* **Your goal**: The copy has to match the records word for word and include no pictures.

• • • • •

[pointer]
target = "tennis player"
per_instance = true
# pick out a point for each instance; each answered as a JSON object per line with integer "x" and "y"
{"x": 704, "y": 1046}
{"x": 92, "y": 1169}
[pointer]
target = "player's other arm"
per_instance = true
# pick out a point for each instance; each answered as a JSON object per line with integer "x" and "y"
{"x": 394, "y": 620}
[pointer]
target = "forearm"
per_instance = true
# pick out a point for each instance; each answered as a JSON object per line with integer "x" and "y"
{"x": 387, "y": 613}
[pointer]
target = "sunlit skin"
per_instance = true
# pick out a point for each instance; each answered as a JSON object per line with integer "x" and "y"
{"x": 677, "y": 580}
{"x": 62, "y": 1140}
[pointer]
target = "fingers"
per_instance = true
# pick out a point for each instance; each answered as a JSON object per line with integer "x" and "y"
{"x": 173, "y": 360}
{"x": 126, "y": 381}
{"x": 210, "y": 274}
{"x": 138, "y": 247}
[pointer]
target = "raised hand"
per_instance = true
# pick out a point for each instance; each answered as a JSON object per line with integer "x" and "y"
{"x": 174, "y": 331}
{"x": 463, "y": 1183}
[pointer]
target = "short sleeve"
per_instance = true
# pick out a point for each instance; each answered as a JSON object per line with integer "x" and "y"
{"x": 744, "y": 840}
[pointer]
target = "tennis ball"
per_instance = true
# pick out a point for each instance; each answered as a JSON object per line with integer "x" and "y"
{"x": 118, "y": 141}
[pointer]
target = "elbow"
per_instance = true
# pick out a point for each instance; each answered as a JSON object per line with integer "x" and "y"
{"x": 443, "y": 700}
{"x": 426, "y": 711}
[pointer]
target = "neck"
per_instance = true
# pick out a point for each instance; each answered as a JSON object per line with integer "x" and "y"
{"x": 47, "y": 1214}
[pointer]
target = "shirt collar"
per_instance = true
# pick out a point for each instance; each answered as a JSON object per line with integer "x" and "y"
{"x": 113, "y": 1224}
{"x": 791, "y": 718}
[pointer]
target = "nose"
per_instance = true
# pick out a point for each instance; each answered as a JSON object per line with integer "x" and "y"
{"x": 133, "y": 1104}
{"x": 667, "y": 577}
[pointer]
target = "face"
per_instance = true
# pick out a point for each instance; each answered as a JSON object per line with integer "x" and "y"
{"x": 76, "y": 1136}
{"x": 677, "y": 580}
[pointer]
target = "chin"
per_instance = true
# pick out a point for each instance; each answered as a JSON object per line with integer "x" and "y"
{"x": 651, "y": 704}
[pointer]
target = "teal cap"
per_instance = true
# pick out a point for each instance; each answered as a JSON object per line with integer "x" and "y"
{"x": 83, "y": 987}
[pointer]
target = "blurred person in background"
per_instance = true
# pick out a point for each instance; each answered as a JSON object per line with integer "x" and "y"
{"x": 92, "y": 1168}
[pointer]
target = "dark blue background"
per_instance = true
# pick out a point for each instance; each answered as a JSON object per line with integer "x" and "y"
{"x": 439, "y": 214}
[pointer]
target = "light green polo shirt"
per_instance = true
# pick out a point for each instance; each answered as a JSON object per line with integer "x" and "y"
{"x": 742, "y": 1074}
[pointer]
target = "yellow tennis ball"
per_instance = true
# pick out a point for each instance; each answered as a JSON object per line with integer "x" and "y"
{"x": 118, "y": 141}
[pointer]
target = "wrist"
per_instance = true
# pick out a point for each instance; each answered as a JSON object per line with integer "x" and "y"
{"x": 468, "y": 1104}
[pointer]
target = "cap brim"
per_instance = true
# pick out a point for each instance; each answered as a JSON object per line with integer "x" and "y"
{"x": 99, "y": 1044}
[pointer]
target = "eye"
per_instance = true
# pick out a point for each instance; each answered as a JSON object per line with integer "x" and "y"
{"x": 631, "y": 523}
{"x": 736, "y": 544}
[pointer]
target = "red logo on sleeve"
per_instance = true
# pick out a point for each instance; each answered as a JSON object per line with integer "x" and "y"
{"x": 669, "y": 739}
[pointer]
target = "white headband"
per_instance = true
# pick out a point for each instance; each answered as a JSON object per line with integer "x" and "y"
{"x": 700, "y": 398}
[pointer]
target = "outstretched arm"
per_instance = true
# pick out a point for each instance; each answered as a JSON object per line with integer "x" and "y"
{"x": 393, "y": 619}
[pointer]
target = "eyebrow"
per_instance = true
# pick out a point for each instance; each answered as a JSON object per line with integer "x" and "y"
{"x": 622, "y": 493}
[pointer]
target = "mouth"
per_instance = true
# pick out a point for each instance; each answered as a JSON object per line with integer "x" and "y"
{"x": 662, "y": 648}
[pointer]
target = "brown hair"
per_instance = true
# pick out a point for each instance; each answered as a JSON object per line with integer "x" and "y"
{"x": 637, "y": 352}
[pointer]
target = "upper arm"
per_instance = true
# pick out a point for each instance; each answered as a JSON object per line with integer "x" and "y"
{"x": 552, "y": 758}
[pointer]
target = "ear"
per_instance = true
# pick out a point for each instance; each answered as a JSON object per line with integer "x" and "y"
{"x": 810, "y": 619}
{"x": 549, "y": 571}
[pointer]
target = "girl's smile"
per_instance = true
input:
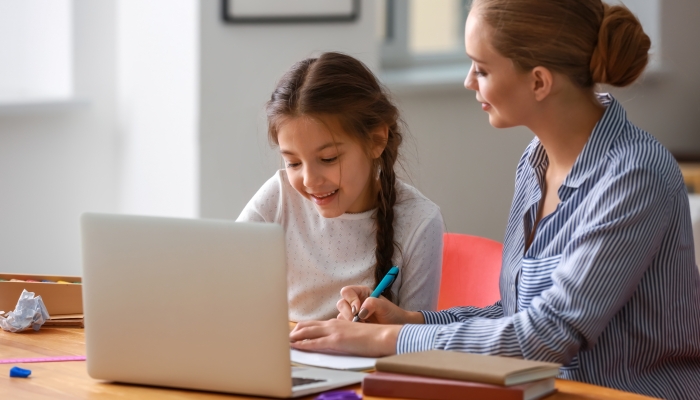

• • • • •

* **Exercise solution**:
[pointer]
target = "tennis player"
per_instance = true
# pick out a point for each instance; each answered as a JSON object per line with integer "x" and "y"
{"x": 704, "y": 1046}
{"x": 92, "y": 1169}
[pointer]
target = "player's other arm"
per_instance = true
# pick out a point for each instance; each answered as a JSON object per line with integer "x" and "y"
{"x": 394, "y": 620}
[pointer]
target = "forearm"
per_instance = true
# pick out a point for each instance; each answered as a JSON object per line with integer "x" and "y"
{"x": 387, "y": 613}
[pointer]
target = "sunlit skin"
per_instance = true
# pick out a point for each instance; each answered as a JSON object per line with integer "x" and "y"
{"x": 677, "y": 580}
{"x": 62, "y": 1140}
[pointer]
target = "fingers"
per_instance = true
# pick out a point for each instance; each answered as a JSON object per line with integer "x" and "y"
{"x": 173, "y": 360}
{"x": 126, "y": 381}
{"x": 210, "y": 274}
{"x": 138, "y": 247}
[pointer]
target = "raised hand"
per_instance = true
# pick out a point for each instance; each answered as a JSON object per line with integer "x" and "y"
{"x": 174, "y": 331}
{"x": 463, "y": 1183}
[pointer]
target = "short sleeve"
per_instance = true
# pick out a point for each instance; each answered as a JSON object per line with integer "x" and "y"
{"x": 744, "y": 840}
[pointer]
target = "tennis ball"
per_instance = true
# pick out a point for each instance; each answered as a JSON object per line with integer "x" and "y"
{"x": 118, "y": 141}
[pointer]
target = "elbow"
per_instance = true
# pick out a point for each instance; each answered as a JSON object per line with integer "x" and "y"
{"x": 443, "y": 700}
{"x": 426, "y": 711}
[pointer]
target = "neck"
per_instance = true
# pick out a point for each instance; each answered as a JSON object per line with integer "x" and "y"
{"x": 47, "y": 1214}
[pointer]
target = "shirt collar"
per_instance = true
# pick out a point for each instance; each answered as a JSON object per line with integer "x" and "y"
{"x": 113, "y": 1224}
{"x": 791, "y": 718}
[pointer]
target = "nose"
per_instance = true
# pick out a point for each instance; each answered as a JSON object per line with integer "x" and "y"
{"x": 133, "y": 1104}
{"x": 667, "y": 577}
[pointer]
target = "face"
per_instance = true
# pick out a point for each instance; each answered as a JSON object per line with integer "x" and "y"
{"x": 76, "y": 1136}
{"x": 677, "y": 580}
[pointer]
target = "chin"
per_instance = true
# pick out a point for each instance; each answered as a JSON object per line with integer "x" and "y"
{"x": 651, "y": 704}
[pointer]
target = "teal cap"
per_instance = true
# pick out a point for each instance; each answered as a JSON object per line with integer "x" and "y"
{"x": 83, "y": 987}
[pointer]
target = "blurred person in background"
per_instance = true
# pick out a point for each instance; each answered as a JSON object per line with integer "x" and "y"
{"x": 92, "y": 1168}
[pointer]
target = "dark blue background"
per_instance = true
# pick out a point for each instance; each answered as a JSON object per line with integer "x" and "y"
{"x": 439, "y": 214}
[pointer]
target = "light green polo shirt"
per_instance = true
# pick out a point for each instance; each answered as a JSON object per line with integer "x" and "y"
{"x": 742, "y": 1074}
[pointer]
target = "yellow tennis ball"
per_instance = true
# pick out a point for each instance; each answered as a JSON object per line with integer "x" and "y"
{"x": 118, "y": 141}
[pointer]
target = "wrist"
per_instance = true
# pick out a point for each instance; each answered as a JSON object per line with integer "x" and "y"
{"x": 468, "y": 1104}
[pointer]
target = "cap brim"
per_instance = true
# pick out a point for each instance; each answered as a JSON object per line with integer "x" and "y"
{"x": 99, "y": 1044}
[pointer]
target = "eye"
per_instance = true
# pick out a point for each instance; each answered as a JSON object per line with integer "x" and "y"
{"x": 631, "y": 523}
{"x": 736, "y": 544}
[pointer]
target = "red logo on sleeve"
per_instance = true
# pick out a point for each instance; each answered as a JSON object per line with integer "x" and "y"
{"x": 669, "y": 739}
[pointer]
target = "white headband"
per_instance = true
# pick out a point for each instance; each answered as a JSON object per line with integer "x" and "y"
{"x": 700, "y": 398}
[pointer]
target = "outstretched arm"
per_instance = true
# pick out a point for each instance; each answered as a JSON object per line with integer "x" and "y"
{"x": 393, "y": 619}
[pointer]
target = "eyebrow"
per_instance = true
# pick out a point for each instance; each answered as a JSON object per line with integer "x" and "y"
{"x": 622, "y": 493}
[pointer]
target = "mouth"
per_instance = true
# pick out a point for each instance; each answered as a JSON object per line with integer "x" and "y"
{"x": 662, "y": 648}
[pointer]
target = "brown hair"
per_instance = true
# pick out a point for each instance; each answered as a JSON object per line with integer "x" and "y"
{"x": 637, "y": 352}
[pointer]
target = "upper arm"
per_instance = true
# pick out a point for each instance; each answered as a JSON object per line with integer "x" and "y"
{"x": 552, "y": 758}
[pointer]
target = "ear"
per_instance = true
# pick out a point for each instance; each answered as a JSON object per line with integer "x" and "y"
{"x": 810, "y": 619}
{"x": 549, "y": 571}
[pointer]
target = "girl's smile"
per_instance = true
input:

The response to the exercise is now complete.